▶ _What you need to do_:
Write out the entries again exactly as they are given.
** start Extracted material **
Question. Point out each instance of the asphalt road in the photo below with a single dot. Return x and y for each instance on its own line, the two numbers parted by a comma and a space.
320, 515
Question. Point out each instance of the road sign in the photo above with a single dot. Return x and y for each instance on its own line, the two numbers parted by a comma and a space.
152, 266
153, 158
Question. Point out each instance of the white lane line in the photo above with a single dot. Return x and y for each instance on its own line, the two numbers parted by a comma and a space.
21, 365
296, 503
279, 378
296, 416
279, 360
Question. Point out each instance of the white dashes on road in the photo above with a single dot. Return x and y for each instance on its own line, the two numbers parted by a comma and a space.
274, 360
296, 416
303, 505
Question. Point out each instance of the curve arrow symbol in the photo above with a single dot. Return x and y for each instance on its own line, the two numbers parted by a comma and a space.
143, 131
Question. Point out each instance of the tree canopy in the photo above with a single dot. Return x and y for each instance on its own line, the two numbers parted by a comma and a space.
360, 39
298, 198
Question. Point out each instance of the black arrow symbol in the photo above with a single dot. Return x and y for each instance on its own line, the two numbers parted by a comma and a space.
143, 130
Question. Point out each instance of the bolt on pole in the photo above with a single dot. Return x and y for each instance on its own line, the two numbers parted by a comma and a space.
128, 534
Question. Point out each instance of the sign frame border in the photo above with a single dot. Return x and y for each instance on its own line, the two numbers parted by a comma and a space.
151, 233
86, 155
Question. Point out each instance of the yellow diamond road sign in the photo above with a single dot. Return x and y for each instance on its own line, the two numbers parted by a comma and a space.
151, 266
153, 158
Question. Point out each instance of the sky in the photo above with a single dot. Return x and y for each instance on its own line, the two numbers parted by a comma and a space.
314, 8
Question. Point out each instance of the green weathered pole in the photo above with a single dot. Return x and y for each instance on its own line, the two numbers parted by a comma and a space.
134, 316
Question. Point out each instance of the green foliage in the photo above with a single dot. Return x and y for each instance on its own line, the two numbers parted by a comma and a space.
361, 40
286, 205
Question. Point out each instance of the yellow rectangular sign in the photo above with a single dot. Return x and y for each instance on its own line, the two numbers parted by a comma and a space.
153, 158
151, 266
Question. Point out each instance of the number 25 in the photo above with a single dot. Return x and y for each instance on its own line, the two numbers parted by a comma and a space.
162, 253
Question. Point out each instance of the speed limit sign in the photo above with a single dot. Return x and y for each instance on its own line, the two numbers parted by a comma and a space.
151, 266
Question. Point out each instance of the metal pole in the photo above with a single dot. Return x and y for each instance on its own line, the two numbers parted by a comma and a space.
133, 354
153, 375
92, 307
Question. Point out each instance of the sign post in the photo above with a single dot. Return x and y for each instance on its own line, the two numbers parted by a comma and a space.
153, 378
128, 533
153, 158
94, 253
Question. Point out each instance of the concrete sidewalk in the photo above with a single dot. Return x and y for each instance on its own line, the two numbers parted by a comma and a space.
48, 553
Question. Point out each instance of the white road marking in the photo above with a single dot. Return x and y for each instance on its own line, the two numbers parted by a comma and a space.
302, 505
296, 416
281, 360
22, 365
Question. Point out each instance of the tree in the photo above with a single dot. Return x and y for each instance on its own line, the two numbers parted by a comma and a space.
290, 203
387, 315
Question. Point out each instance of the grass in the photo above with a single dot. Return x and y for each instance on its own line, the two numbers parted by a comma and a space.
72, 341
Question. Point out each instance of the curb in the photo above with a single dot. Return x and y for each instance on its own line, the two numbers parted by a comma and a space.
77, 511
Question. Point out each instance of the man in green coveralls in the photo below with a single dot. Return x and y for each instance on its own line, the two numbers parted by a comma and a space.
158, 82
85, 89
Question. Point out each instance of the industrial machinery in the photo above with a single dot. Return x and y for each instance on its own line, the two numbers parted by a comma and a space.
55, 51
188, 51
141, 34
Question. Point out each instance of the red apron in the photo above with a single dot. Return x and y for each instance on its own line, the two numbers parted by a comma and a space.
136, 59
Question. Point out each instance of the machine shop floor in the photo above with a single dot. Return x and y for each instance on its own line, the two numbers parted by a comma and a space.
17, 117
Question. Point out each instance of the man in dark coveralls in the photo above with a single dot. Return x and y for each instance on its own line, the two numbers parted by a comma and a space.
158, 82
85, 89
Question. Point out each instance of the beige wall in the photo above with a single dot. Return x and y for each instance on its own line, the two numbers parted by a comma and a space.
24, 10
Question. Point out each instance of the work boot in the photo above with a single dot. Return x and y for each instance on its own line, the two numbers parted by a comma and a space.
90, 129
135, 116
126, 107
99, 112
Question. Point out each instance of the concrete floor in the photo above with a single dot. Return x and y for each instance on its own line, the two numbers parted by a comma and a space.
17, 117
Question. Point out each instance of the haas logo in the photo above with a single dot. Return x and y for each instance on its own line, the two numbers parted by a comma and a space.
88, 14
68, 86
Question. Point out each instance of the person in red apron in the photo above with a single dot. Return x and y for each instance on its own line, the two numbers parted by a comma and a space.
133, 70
** end Extracted material **
▶ _Solution to this exercise_:
Question. Point out each instance of the asphalt road in the photo below with a single dot. Return x and y for each instance on its own line, the two numbers parted by a comma and a space.
320, 515
Question. Point out each instance of the road sign in the photo above with a single dot. Return x and y for each instance on its own line, the two numbers parted by a comma and a space.
152, 266
153, 158
Question. Point out each instance of the white lane line in the photo above with a single dot. Return x and y for each instance on its own line, the two numbers parted by a comma and a space.
21, 365
296, 503
279, 378
296, 416
279, 360
Question. Point out each instance of the white dashes on road in the photo above with a single dot. Return x and y for each instance on its own line, the two numbers parted by a comma and a space.
274, 360
296, 416
303, 505
Question. Point out each instance of the curve arrow symbol in the photo above with a single dot. Return x and y for each instance on its own line, the two numbers parted by a comma and a space.
143, 131
Question. Point out each instance of the tree canopy in the photo above with a single dot. Return x and y for each instance on its own line, the two numbers parted by a comma and a space.
360, 39
298, 198
Question. Point out each instance of the black arrow symbol in the photo above with a single dot. Return x and y for each instance on its own line, the two numbers parted by a comma and a space.
143, 130
Question. Point out each instance of the bolt on pole in the photo above with a single dot. Return x and y for each instance on its own line, the two numbers parted by a comma and a space.
128, 534
Question. Point out each instance of the sign frame border in the photo above with a single dot. Return x and y for each instance on its own line, the two numbers parted by a comma and a space.
151, 233
86, 155
Question. Point out each instance of the yellow diamond road sign in the photo above with a single dot. Return x and y for each instance on its own line, the two numbers parted by a comma and a space.
151, 266
153, 158
Question. Point out each instance of the sky in the photo above with a single dot. Return x and y for each instance on its own line, the two numbers parted by a comma and a space.
314, 8
Question. Point out each instance of the green weathered pole in the photo above with a single dot. Return x and y for each instance on its own line, the two numbers parted by a comma and a space.
134, 316
Question. Point out each instance of the green foliage in the photo above with a single dot. Return x and y for each instance on its own line, the two numbers parted by a comma and a space.
361, 40
286, 205
Question. Point out each instance of the yellow rectangular sign in the photo above with a single dot. Return x and y for each instance on its own line, the two numbers parted by a comma and a space.
153, 158
151, 266
Question. Point out each instance of the number 25 in the photo above with a single dot. Return x and y for each instance on its own line, the two numbers parted by a comma and a space.
162, 253
Question. Point out each instance of the speed limit sign in the photo above with a single dot. Return x and y for each instance on its own line, the two numbers parted by a comma and a space.
151, 266
Question. Point out each instance of the metal pole in the photo above with a single dot. Return x and y for each instance on its own line, the two numbers parted by a comma and a space.
133, 354
153, 375
92, 307
Question. Point out each instance of the sign post in the photo above with a single dot. Return x and y for each instance on its own line, the two numbers parted by a comma and a space.
153, 378
128, 533
153, 158
94, 253
Question. Point out each instance of the concrete sidewalk in the photo above with a single dot. Return x and y for each instance on its own line, the two numbers parted by a comma and a space.
48, 553
Question. Point out each instance of the white road marking in the photo above with a single dot. Return x and y for each instance on its own line, the two numbers parted by a comma and a space.
302, 505
296, 416
281, 360
22, 365
Question. Point out each instance of the tree in the photo above with a single dot. Return x and y for each instance on its own line, the two numbers parted by a comma and a space.
290, 203
387, 315
Question. Point out each instance of the grass in the photo above with a single dot. Return x and y for each instance on its own line, the two numbers parted by a comma and a space.
72, 341
Question. Point out each instance of the curb in the photo above with a single dot. Return x and y for each instance on its own line, the two numbers parted by a comma and a space.
77, 511
Question. Point out each instance of the man in green coveralls in the photo below with a single dot. Return x and y for each instance on its own line, the two numbers parted by a comma and a space.
158, 82
85, 89
Question. Point out each instance of the industrial machinery in the photo above with a single dot. Return x and y for each instance on its own line, the two numbers parted by a comma and a space.
55, 51
188, 51
141, 34
Question. Point out each instance of the red apron in the photo above with a single dot. Return x and y for each instance on its own line, the two numbers parted by a comma and a space.
136, 59
Question. Point out each instance of the machine shop floor in the photo above with a single dot. Return x and y for each instance on its own line, the two numbers parted by a comma and a space.
17, 117
Question. Point out each instance of the man in dark coveralls in the photo above with a single dot. Return x and y for each instance on its own line, the two numbers parted by a comma and a space.
158, 82
85, 89
Question. Point out each instance of the beige wall in the photo above with a single dot. Return x and y for each instance on its own line, the two numbers parted by a comma and a space.
24, 10
Question. Point out each instance of the work boot in the photo above with a single dot. Return x and y for each instance on its own line, the two numbers parted by a comma and a space.
90, 129
135, 116
126, 107
99, 112
Question. Point out each instance of the concrete floor in the photo above with a single dot. Return x and y for each instance on its own line, the two numbers parted by a comma and a space.
17, 117
Question. Point out each instance of the haas logo in the photo above with a single dot. Return x and y for each instance on its own line, the two numbers parted by a comma and a space.
88, 14
68, 86
Question. Point out each instance of the person in red apron in the photo above with a single dot. Return x and y for each instance on its own line, the two numbers parted by a comma and a space.
133, 70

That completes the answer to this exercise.